Named-object pointing records
********

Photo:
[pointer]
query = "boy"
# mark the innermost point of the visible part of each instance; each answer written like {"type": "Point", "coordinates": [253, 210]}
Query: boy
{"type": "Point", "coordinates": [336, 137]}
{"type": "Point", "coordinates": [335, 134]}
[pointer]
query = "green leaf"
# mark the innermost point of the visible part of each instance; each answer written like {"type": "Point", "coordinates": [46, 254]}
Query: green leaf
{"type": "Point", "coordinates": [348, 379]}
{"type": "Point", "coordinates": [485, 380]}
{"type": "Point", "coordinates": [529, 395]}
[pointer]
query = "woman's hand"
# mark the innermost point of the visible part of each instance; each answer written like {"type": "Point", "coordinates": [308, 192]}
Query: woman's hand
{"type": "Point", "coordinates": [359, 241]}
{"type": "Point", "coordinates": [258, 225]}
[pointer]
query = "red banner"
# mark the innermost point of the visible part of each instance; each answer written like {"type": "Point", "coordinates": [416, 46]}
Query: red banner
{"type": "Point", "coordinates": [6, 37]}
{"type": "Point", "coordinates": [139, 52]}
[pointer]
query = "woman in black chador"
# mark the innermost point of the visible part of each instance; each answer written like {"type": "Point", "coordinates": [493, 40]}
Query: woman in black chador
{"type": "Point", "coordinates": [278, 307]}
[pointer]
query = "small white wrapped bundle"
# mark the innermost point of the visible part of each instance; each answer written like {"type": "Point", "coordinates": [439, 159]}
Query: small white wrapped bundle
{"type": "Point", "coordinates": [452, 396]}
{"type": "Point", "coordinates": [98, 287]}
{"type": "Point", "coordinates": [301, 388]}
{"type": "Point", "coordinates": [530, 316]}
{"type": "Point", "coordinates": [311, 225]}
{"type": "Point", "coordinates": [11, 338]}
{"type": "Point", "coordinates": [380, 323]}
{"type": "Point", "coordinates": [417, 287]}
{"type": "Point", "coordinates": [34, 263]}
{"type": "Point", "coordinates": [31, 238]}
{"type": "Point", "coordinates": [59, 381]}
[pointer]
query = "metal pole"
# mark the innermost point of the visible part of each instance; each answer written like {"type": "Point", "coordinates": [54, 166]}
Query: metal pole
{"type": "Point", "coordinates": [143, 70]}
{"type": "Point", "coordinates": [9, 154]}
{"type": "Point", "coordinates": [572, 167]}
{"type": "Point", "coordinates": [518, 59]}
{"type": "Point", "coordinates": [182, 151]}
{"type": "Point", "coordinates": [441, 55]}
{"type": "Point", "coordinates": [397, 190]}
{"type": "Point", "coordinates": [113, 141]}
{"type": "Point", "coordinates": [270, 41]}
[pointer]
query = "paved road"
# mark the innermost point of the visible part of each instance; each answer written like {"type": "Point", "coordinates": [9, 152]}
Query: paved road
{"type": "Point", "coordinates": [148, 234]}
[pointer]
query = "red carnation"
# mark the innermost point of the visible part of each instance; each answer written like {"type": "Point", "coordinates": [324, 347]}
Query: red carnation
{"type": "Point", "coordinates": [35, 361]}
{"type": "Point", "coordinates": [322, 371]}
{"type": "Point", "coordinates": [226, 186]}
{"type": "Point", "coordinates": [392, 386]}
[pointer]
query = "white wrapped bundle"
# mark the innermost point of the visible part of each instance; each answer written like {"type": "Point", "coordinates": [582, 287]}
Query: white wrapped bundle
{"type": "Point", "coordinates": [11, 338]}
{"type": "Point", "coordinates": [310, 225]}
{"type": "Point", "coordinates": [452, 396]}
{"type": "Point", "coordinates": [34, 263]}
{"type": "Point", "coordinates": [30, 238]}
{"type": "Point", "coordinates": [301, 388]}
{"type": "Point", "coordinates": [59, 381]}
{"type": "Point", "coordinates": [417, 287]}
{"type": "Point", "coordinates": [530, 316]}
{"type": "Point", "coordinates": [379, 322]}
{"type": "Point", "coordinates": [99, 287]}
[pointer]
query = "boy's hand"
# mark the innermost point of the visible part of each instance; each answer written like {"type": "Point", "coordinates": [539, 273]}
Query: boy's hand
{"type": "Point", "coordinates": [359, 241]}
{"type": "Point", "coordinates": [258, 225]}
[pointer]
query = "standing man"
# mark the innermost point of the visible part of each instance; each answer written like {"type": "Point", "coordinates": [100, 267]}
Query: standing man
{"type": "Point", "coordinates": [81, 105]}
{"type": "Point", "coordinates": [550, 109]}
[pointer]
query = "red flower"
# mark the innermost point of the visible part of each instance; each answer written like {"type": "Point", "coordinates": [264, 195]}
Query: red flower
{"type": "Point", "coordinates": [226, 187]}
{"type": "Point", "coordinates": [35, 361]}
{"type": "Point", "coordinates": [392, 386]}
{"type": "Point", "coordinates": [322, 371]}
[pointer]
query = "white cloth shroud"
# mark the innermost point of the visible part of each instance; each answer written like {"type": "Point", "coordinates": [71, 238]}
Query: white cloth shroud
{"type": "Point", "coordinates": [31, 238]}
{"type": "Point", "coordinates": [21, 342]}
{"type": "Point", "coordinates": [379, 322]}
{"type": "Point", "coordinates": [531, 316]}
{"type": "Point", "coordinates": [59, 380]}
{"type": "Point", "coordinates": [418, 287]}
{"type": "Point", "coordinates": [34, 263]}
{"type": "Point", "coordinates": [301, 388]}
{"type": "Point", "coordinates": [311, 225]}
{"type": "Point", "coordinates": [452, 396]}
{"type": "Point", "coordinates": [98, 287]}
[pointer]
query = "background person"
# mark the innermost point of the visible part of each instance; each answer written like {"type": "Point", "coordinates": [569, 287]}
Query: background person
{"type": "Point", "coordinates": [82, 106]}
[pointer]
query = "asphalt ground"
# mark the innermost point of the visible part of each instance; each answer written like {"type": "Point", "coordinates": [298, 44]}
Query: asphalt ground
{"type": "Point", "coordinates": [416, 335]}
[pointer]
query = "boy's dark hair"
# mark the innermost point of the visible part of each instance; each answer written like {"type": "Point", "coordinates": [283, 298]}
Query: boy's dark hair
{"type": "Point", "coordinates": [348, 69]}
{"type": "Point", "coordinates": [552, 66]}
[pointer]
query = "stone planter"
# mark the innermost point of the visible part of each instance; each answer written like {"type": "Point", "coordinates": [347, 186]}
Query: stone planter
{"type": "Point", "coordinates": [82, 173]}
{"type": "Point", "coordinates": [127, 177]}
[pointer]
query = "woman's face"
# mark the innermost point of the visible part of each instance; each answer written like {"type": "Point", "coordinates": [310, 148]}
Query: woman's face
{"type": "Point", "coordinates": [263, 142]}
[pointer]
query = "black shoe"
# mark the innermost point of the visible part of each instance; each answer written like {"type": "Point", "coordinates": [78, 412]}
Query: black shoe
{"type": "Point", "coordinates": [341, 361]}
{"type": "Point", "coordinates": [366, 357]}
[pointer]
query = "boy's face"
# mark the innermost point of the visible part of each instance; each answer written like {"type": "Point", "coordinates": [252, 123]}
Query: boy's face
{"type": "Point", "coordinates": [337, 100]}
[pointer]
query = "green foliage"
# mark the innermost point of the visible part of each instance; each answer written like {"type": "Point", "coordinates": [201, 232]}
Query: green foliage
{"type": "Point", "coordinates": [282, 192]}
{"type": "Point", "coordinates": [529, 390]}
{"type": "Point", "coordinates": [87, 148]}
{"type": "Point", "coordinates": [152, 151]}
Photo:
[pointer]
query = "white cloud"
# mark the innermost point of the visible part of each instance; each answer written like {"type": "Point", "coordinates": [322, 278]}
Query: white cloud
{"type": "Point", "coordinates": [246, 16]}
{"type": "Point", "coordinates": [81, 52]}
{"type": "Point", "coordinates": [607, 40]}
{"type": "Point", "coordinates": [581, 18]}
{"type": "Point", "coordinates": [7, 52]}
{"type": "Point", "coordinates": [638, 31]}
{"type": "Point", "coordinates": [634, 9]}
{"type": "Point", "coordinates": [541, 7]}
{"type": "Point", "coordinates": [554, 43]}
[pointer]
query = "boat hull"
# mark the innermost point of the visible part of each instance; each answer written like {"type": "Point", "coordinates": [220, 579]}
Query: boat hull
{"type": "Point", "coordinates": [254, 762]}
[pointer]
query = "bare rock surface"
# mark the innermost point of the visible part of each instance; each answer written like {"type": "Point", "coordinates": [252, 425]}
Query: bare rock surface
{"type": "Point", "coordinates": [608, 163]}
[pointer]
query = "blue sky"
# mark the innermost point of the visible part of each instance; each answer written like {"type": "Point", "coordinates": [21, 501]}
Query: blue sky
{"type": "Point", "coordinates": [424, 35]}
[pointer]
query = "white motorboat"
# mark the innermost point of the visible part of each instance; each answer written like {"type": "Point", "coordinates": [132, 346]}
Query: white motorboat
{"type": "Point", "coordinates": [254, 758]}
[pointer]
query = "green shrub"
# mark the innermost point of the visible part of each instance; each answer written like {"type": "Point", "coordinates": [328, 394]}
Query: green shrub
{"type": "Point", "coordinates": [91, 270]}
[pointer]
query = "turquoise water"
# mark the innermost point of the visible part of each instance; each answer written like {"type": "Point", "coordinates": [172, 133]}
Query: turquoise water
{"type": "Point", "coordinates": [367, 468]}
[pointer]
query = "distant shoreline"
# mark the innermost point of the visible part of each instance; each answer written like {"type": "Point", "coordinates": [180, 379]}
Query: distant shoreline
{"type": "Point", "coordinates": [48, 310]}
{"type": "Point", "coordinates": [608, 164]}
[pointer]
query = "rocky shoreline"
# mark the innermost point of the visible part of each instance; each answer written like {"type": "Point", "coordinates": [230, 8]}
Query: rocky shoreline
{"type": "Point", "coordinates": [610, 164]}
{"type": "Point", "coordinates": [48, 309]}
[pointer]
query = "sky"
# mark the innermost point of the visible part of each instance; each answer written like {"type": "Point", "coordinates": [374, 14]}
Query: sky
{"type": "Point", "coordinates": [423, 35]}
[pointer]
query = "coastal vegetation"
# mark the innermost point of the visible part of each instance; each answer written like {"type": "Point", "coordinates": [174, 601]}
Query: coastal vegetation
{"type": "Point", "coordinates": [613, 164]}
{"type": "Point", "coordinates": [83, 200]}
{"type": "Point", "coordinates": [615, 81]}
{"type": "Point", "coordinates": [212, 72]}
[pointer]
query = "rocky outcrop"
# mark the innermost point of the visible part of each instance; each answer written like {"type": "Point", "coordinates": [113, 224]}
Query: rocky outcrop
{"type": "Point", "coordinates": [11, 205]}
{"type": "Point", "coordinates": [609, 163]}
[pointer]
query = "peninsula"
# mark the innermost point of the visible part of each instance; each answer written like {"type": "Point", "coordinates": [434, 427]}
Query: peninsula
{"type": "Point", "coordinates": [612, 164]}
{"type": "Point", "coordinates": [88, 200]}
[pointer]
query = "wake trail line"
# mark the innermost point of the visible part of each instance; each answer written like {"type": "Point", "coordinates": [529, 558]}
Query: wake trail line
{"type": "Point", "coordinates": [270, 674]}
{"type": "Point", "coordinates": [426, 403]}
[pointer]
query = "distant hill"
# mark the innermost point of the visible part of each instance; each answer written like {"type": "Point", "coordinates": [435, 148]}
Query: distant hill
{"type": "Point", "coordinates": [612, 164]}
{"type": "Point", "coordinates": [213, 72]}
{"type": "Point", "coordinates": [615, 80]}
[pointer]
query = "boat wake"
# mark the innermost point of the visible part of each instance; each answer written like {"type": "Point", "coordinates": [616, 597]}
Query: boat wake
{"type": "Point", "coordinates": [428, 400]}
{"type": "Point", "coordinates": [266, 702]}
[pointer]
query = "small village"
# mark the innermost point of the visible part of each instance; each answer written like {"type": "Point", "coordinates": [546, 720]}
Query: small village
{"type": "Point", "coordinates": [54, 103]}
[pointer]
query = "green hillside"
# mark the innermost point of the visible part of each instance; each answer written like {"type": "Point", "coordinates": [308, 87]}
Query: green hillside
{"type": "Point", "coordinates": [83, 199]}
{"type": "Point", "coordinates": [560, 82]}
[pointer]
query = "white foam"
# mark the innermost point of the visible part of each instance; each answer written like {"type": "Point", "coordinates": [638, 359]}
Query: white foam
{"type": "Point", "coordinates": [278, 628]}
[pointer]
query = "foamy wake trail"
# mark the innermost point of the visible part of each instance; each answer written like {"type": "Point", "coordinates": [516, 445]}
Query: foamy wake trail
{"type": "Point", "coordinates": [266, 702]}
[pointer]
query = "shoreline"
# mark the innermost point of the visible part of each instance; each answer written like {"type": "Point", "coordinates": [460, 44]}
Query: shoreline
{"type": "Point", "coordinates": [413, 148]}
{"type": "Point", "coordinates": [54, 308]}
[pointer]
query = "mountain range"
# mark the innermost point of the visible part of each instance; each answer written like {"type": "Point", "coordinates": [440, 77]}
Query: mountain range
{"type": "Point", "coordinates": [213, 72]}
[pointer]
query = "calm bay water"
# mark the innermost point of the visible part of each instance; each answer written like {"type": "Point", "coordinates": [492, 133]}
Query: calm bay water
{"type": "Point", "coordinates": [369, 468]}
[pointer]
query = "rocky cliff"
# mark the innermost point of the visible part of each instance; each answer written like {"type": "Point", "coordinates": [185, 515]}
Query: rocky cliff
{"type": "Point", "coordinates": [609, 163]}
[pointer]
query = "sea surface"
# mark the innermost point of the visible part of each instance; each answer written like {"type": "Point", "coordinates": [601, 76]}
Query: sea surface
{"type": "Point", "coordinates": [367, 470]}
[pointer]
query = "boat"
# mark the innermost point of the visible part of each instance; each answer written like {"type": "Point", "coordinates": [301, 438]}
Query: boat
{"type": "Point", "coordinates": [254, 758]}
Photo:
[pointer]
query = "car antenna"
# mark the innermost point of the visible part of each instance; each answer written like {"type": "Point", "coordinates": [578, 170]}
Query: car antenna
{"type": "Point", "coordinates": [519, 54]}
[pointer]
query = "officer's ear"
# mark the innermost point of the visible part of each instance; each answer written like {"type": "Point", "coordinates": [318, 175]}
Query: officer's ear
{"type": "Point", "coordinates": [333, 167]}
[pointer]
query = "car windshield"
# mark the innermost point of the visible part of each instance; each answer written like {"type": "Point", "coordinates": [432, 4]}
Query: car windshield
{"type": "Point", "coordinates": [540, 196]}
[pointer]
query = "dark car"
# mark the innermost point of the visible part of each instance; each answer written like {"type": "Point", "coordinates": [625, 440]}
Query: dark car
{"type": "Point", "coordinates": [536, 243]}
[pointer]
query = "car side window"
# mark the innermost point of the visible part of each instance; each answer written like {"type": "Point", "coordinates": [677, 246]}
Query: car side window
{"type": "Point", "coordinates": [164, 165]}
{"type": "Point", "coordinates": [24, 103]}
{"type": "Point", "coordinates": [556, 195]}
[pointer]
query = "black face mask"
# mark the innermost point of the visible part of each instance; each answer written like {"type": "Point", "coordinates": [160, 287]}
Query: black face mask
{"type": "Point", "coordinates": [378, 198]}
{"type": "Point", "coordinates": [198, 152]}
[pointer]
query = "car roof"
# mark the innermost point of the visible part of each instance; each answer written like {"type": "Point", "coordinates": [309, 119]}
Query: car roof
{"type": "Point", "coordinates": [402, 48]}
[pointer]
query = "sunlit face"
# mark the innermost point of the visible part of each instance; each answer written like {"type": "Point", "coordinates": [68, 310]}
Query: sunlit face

********

**Exercise goal**
Gather every line of the material above that contains the string "hand". Case counts.

**Response to the exercise**
query = "woman's hand"
Query: woman's hand
query = "boy's hand"
Query: boy's hand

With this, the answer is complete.